- _Required tasks_:
• a. Answer these questions from the text on parenting and frustration, one per line:
(i) How do children largely learn to handle frustration and anger?
(ii) What two things are children not born knowing?
(iii) What does the text name as the best things a parent can do?
• b. Revise the stretch of the text on parenting and frustration from "Children largely learn" through "through the generations.", putting "observational learning" in place of "mirror neurons".
• c. Pick up the text on parenting and frustration after its final sentence and carry it on.

- _Page extract_:

If you are a parent, I suspect there has been a time (maybe just once, or maybe more than once) when you really felt like you might just completely lose it if your child did not stop whining, or throwing a fit, or hitting his or her brother. Perhaps your sympathetic nervous system got all fired up and threw you into full fight-or-flight mode, and you felt like you were just going to explode.
This is normal. It is part of being a human and part of being a parent. It doesn't mean you are a bad parent—it just means you are a parent. Children are not born knowing how to handle their emotions in a healthy way or how to act in the ways that are culturally appropriate for adults to act. It is our job to teach them. It is a long process, and it is not always an easy thing to do.
Children largely learn how to handle frustration and anger (and all emotions) by observing their parents and how they handle frustration and anger. And due to the wonders of mirror neurons, children internalize those responses and take them into adulthood as part of their own system of coping mechanisms and responses over the course of their lifetimes. For some people, it is tricky to disentangle from this hardwiring of their childhood, which can explain why some dysfunctional behaviors get passed through the generations.
But that doesn't have to be the end of the story. Basically, if you want your child to handle life's obstacles with patience and grace over the long term, it is not a matter of a short-term fix, such as yelling about whining or spanking during a tantrum. Rather, the best things you can do are to have realistic expectations for developmentally appropriate behaviors and to model healthy problem-solving behaviors in your own life.

- _Supplied data_:
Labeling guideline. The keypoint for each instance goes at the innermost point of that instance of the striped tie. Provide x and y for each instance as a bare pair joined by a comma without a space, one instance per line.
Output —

- _Answers_:
• a.
(i) By observing their parents and how they handle frustration and anger.
(ii) How to handle their emotions in a healthy way, and how to act in the ways that are culturally appropriate for adults to act.
(iii) To have realistic expectations for developmentally appropriate behaviors and to model healthy problem-solving behaviors in their own lives.

• b.
Children largely learn how to handle frustration and anger (and all emotions) by observing their parents and how they handle frustration and anger. And due to the wonders of observational learning, children internalize those responses and take them into adulthood as part of their own system of coping mechanisms and responses over the course of their lifetimes. For some people, it is tricky to disentangle from this hardwiring of their childhood, which can explain why some dysfunctional behaviors get passed through the generations.

• c.
What does this mean? When your sweet little kid has seemingly turned into a demon from you-know-where, and you are at the veeeery end of your rope, the best thing to do is not scream at someone or spank or throw something—unless that is genuinely how you want your children to respond when they can't tie their shoe just right or their best friend grabs a toy from them.
Instead, start the gradual process of modeling a different kind of response. This doesn't mean you need to turn into a robot with a fake smile pasted on around the clock. This doesn't mean your kid isn't ever going to whine and throw tantrums. Dealing with emotions in a healthy way is something you can learn to do together, and it is a process. Just be realistic and stay flexible as you (and your kids) explore some of these ways to be more conscious about your anger and frustration. Don't repress it. Accept that emotion, live into it, then release it and move on.
Ways to Release Anger
• Accept and acknowledge your feelings.
• Verbalize your feelings ("I feel angry when...").
• Stomp feet.
• Squish Play-Doh.
• Have a screaming contest outside.
• Dance it out to loud music.
• Sweat it out at the gym.
• Jump on the trampoline.
• Draw or paint your feelings.
• Scream, roar or cry into your favorite pillow.
• Talk to a good friend about it.
• Wring a towel in your hands.
Ways to Calm Your Sympathetic Nervous System
• Press your hands firmly together in prayer position in front of the chest for 20 to 30 seconds.
• Repeat a soothing mantra, quote or prayer out loud.
• Take a long walk outside.
• Take a hot bath with Epsom salts and lavender essential oil.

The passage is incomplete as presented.